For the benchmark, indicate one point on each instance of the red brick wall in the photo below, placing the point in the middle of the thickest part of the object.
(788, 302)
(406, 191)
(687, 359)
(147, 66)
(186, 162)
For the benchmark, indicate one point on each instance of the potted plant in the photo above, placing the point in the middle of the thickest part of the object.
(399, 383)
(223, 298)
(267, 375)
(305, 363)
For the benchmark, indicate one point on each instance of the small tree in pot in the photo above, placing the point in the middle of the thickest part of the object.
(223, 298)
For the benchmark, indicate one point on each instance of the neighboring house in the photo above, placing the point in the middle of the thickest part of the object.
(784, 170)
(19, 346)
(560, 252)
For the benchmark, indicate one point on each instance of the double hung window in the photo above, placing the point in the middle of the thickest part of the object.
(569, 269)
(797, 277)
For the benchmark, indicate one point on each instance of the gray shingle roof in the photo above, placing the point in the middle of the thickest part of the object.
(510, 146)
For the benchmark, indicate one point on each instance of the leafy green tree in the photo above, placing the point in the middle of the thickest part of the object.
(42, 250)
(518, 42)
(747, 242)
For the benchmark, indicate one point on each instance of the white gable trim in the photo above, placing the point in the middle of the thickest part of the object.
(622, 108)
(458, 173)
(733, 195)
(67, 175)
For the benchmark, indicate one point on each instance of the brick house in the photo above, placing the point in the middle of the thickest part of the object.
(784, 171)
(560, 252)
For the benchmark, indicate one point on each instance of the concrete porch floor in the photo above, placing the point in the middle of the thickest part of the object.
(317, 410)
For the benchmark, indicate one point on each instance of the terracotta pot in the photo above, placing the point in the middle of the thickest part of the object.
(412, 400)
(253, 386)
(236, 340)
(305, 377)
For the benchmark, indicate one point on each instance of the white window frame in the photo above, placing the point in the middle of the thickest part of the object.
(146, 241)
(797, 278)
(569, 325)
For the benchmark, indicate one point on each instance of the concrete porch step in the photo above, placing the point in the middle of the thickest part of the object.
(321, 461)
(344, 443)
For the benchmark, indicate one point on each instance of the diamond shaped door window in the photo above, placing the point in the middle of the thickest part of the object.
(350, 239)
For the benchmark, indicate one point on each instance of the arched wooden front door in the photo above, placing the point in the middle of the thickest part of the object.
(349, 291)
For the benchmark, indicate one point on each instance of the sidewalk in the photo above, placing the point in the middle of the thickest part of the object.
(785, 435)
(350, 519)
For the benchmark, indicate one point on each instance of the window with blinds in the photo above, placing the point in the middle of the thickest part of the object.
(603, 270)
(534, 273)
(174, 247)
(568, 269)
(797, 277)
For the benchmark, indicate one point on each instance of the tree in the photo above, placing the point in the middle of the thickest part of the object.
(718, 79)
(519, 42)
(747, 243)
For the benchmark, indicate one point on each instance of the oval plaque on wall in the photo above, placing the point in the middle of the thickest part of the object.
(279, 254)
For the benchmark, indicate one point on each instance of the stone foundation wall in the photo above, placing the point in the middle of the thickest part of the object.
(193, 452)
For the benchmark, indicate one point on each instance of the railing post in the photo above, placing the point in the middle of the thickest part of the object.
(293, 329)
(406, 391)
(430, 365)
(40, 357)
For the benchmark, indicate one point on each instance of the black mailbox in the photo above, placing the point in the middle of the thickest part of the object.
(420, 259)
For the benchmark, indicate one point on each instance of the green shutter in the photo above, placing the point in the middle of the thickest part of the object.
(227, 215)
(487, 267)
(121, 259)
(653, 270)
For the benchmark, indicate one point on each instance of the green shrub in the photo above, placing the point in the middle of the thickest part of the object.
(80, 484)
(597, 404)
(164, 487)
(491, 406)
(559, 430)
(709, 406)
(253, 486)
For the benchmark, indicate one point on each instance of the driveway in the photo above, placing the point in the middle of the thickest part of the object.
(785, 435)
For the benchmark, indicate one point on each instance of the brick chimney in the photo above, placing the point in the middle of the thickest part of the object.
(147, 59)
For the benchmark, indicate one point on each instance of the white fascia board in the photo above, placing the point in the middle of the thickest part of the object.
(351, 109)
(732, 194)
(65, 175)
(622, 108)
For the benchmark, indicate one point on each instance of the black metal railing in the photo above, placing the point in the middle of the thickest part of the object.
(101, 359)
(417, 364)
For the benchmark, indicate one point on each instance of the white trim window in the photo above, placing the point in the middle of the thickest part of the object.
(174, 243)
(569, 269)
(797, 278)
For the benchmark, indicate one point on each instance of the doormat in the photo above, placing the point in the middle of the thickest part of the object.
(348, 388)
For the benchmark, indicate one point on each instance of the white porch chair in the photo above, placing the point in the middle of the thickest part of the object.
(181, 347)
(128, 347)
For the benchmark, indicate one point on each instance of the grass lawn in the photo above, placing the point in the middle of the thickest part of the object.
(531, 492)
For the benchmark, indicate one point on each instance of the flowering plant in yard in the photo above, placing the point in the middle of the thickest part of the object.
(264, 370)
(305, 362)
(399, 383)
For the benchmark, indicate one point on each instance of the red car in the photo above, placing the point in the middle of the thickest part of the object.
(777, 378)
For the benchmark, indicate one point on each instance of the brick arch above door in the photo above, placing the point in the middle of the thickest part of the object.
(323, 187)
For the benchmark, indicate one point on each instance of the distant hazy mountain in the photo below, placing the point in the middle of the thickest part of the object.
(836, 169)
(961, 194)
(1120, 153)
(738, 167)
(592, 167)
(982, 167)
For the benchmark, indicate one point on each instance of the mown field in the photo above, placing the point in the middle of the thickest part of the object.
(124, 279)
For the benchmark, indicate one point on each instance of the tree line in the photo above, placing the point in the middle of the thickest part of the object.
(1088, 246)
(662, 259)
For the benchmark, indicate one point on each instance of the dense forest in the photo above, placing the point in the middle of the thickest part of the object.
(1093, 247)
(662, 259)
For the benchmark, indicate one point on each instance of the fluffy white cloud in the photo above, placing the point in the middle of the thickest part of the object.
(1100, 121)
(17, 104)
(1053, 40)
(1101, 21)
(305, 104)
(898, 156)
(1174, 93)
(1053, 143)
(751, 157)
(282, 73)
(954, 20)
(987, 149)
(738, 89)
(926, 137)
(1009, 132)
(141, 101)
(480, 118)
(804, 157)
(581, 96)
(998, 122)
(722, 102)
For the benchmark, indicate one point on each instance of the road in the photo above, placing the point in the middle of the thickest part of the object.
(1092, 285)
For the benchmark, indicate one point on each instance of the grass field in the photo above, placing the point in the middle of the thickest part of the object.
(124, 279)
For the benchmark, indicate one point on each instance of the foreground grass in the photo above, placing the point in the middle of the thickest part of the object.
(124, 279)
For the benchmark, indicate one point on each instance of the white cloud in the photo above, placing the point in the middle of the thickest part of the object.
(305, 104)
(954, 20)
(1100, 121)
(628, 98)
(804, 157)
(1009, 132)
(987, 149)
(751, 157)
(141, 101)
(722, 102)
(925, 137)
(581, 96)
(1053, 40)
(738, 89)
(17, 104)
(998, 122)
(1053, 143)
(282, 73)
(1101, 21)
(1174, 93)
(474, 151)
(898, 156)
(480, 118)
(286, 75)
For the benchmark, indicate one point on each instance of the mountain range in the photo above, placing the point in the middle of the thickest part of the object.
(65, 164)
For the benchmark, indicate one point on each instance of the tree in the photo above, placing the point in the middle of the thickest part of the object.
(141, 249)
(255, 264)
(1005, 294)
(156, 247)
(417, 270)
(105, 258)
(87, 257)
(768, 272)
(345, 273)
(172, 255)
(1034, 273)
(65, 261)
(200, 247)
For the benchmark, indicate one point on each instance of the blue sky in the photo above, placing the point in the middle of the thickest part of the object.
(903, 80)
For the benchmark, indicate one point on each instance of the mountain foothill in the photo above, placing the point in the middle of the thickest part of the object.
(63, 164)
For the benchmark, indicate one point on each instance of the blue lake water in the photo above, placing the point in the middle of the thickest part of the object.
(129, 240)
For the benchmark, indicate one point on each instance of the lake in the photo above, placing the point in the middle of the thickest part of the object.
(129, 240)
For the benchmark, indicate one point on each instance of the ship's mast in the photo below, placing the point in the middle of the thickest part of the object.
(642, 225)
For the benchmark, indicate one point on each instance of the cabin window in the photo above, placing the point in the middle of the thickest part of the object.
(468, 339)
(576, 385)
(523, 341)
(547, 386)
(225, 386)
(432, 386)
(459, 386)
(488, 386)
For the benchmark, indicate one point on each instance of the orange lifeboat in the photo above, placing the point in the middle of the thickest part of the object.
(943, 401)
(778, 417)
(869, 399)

━━━━━━

* INSTRUCTIONS TO FOLLOW: What are the lines from the one with "the mountain range" through the last line of the records above? Quote them exactly and add nothing.

* CORRECT OUTPUT:
For the benchmark, indicate one point on each instance of the mountain range in the photo above, placing the point in the middle of the thickest part of the object.
(65, 164)
For the benchmark, indicate one point on each instance of the tree in the photo above, placing the point in the middle of the thickest part of the object.
(141, 249)
(255, 264)
(1005, 294)
(156, 247)
(417, 270)
(105, 258)
(87, 257)
(768, 272)
(345, 273)
(172, 255)
(1034, 273)
(65, 261)
(200, 247)
For the benchmark, indicate one point on each instance of the blue sky in the photo above, placing the point in the middle of the thickest part of the object.
(903, 80)
For the benchmark, indicate one point on each instance of the mountain foothill in the photo above, placing the point in the middle of the thickest part of the object.
(63, 164)
For the benchmark, indicate one point on each instance of the blue lake water in the photo above, placing the point in the middle of the thickest part of the object.
(129, 240)
For the benchmark, indicate one point on each instance of the lake in the photo above, placing the point in the middle of the thickest part of the object.
(129, 240)
For the benchmark, indicate one point on each instance of the ship's mast in the photo below, placing the point in the middle of the thickest part of the object.
(642, 225)
For the benchmark, indicate one point on each instance of the cabin window in the photo above, placing the point in the middle of the thickest part of the object.
(468, 339)
(576, 385)
(523, 341)
(547, 386)
(225, 386)
(432, 386)
(459, 386)
(488, 386)
For the benchmark, indicate one point on each instance of the orange lifeboat in the photo above, placing the point in the middle of the thickest part of the object.
(943, 401)
(778, 417)
(869, 399)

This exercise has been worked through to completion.